→ Stated problem:
In the mod_dav and EBCDIC thread below, which function handles converting XML to the native charset on the input path?

→ Given passage:
◇ ◇ ◇ ◇ ◇
Re: mod_dav and EBCDIC

2005-11-23 Thread Joe Orton
On Sun, Nov 20, 2005 at 09:53:50AM -0500, Jeff Trawick wrote:
 On input path, ap_xml_parse_input() handles converting xml to native
 charset (at least in 2.2).  On output, there is no provision for
 converting xml in responses.

OK, pop quiz: how is a Unicode XML document getting converted into 
EBCDIC on input without losing most of the character set along the way?

joe


Re: mod_dav and EBCDIC

2005-11-23 Thread William A. Rowe, Jr.

Joe Orton wrote:

On Sun, Nov 20, 2005 at 09:53:50AM -0500, Jeff Trawick wrote:


On input path, ap_xml_parse_input() handles converting xml to native
charset (at least in 2.2).  On output, there is no provision for
converting xml in responses.


Yes there is, it's the explicit or implicit charset definition of the
xml format.  If mod_dav, or others, are generating EBCDIC xml without
the proper charset tags (if such a thing were even possible to decode)
then I'd think this is a much deeper problem in the modules creating
the xml, not the httpd core.  I understand all xml is iso-8859-1 until
informed otherwise.

How can the xml parser or xml apps do anything with alternate explicit
charsets, if the core/filters switch the input or output stream to EBCDIC?


mod_dav and EBCDIC

2005-11-20 Thread Jeff Trawick
On input path, ap_xml_parse_input() handles converting xml to native
charset (at least in 2.2).  On output, there is no provision for
converting xml in responses.

Some choices:

(a) convert right in DAV before calling ap_fXXX() APIs
(b) have DAV implement a filter that converts xml from native to UTF-8
(or whatever the xml says the charset is in); add the filter
automatically within DAV when it generates an xml response; it would
be prudent for mod_charset_lite to be aware of this filter so that it
won't touch the body where it is added
(c) have mod_charset_lite implement a special filter for this purpose;
perhaps it uses the existing logic but the name of the filter sets the
proper configuration; DAV would add this filter implicitly when it
generates an xml response; user simply loads mod_charset_lite on
non-ASCII machine and no further configuration is needed to get DAV
xml translatable
(d) ??? (some solutions in mod_charset_lite which require user to do
special mod_charset_lite configuration, such as to indicate that dav
xml is translated one way and actual content is potentially translated
a different way, or not translated at all)
◇ ◇ ◇ ◇ ◇
(Stored entries)
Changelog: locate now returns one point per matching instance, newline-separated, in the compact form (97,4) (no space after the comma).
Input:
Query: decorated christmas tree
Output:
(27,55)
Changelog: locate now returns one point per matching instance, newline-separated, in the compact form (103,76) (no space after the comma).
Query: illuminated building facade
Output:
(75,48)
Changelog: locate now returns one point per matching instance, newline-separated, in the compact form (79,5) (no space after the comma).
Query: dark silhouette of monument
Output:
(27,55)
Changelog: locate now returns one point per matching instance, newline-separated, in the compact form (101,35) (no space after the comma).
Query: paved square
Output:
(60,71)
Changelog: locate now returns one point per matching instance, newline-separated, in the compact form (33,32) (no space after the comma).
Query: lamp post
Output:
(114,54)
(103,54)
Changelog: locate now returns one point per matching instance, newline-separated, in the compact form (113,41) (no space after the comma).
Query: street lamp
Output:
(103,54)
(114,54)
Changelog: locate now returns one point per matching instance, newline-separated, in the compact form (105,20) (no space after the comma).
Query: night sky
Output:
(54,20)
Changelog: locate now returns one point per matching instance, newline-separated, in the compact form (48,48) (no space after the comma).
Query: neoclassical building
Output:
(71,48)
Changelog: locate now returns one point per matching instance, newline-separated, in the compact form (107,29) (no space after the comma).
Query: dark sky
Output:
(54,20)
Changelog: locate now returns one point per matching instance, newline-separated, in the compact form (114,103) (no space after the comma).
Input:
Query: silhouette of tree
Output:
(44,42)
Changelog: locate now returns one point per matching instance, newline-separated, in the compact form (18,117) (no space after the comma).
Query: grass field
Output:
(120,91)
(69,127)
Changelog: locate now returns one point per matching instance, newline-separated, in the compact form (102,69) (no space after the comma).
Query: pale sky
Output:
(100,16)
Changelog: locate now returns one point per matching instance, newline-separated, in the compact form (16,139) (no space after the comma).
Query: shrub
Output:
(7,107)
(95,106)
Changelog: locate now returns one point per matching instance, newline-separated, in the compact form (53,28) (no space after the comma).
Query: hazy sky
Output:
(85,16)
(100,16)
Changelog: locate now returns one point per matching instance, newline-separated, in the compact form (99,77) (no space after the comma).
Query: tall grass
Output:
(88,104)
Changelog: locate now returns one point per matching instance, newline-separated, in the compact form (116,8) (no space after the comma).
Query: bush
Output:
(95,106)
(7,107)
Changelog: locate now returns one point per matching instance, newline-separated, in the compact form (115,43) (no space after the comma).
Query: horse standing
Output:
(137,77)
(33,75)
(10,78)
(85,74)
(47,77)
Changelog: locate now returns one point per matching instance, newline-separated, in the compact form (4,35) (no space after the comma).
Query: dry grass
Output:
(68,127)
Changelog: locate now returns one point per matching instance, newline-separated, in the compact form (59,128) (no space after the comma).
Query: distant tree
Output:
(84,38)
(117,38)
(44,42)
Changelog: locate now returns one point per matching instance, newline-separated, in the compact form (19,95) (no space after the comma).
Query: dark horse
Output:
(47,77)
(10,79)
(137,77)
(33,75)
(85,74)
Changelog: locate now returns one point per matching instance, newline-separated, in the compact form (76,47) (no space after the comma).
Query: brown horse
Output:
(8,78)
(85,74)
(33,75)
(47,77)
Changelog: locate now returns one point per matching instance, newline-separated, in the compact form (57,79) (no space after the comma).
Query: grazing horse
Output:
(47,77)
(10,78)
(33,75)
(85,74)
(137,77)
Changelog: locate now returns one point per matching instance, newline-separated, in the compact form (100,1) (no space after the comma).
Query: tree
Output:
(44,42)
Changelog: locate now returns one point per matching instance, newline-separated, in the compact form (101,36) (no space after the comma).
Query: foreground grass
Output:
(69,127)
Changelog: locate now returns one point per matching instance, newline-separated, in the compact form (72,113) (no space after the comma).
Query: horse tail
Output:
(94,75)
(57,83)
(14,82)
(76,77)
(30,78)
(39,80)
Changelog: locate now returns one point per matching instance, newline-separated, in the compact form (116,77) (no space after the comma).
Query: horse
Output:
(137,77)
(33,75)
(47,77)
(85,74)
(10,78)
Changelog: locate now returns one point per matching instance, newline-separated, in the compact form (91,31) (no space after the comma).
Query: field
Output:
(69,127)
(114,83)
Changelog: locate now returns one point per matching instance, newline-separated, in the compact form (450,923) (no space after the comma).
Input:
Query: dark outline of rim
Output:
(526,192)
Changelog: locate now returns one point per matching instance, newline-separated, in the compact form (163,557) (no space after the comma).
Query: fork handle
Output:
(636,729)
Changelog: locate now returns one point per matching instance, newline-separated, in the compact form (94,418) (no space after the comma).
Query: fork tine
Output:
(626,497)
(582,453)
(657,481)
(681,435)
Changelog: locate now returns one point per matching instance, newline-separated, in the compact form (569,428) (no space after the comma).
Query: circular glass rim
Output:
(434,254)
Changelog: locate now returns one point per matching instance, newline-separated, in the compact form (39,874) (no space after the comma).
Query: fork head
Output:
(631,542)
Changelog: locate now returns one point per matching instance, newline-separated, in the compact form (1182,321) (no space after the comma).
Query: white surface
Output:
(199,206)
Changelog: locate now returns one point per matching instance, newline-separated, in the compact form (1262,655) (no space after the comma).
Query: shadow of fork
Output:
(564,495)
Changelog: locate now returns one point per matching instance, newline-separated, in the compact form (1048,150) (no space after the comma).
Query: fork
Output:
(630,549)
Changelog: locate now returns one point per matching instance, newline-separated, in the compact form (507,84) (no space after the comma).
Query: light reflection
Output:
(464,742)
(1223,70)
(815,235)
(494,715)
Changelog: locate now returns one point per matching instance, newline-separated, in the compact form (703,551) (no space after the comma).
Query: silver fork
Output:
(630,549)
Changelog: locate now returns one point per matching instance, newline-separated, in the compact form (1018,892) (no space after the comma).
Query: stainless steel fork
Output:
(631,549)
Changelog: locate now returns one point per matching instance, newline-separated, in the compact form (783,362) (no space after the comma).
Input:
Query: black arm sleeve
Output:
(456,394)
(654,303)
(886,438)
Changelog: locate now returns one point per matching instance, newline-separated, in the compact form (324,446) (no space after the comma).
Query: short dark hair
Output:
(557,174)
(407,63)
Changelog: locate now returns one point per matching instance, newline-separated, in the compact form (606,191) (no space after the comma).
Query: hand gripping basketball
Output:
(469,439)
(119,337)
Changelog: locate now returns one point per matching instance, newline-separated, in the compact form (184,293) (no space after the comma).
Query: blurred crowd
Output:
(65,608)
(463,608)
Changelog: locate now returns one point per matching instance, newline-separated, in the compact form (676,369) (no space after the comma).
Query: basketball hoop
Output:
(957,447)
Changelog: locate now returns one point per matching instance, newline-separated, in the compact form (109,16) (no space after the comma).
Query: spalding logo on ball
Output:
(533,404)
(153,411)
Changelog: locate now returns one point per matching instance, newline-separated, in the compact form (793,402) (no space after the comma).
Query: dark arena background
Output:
◇ ◇ ◇ ◇ ◇
→ Task solution:
ap_xml_parse_input()